▸ **WRITTEN EXERCISE**: Find each line in the material below that contains the string "backdrop" and copy those lines out, treating uppercase and lowercase as different.

★ ★ ★

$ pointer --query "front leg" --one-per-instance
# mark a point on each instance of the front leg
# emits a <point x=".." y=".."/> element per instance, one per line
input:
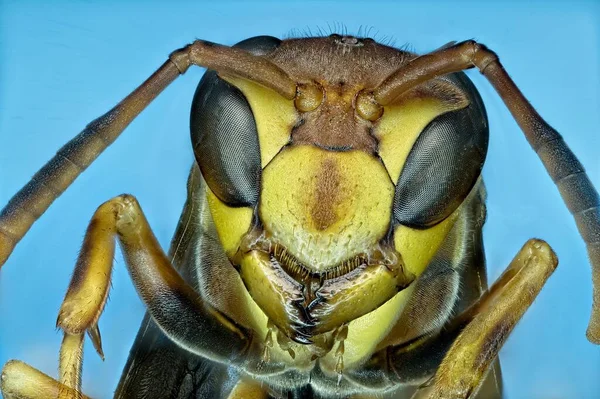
<point x="494" y="316"/>
<point x="178" y="310"/>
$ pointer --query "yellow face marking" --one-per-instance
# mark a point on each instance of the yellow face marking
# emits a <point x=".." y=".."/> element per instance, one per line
<point x="274" y="115"/>
<point x="400" y="127"/>
<point x="325" y="207"/>
<point x="418" y="246"/>
<point x="231" y="223"/>
<point x="367" y="331"/>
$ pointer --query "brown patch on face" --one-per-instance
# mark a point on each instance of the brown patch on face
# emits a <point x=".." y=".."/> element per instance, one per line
<point x="327" y="194"/>
<point x="334" y="125"/>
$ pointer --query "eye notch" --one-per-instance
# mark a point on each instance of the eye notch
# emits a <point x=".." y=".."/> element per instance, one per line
<point x="367" y="107"/>
<point x="308" y="96"/>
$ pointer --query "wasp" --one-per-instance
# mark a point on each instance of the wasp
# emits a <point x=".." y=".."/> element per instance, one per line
<point x="330" y="245"/>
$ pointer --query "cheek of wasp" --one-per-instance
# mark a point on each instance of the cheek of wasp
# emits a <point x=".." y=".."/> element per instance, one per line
<point x="366" y="106"/>
<point x="308" y="97"/>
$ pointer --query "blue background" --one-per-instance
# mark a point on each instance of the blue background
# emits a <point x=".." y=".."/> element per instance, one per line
<point x="64" y="64"/>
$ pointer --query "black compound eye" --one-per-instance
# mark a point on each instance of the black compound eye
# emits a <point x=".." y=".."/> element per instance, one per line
<point x="224" y="135"/>
<point x="444" y="163"/>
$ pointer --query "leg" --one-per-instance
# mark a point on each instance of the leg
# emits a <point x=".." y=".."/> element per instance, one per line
<point x="247" y="389"/>
<point x="19" y="380"/>
<point x="563" y="166"/>
<point x="493" y="318"/>
<point x="72" y="159"/>
<point x="174" y="305"/>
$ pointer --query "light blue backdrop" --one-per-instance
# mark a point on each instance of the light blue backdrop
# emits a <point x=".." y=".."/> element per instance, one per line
<point x="64" y="64"/>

★ ★ ★

▸ **EXERCISE OUTPUT**:
$ pointer --query "light blue backdrop" --one-per-instance
# mark a point on each instance of the light blue backdrop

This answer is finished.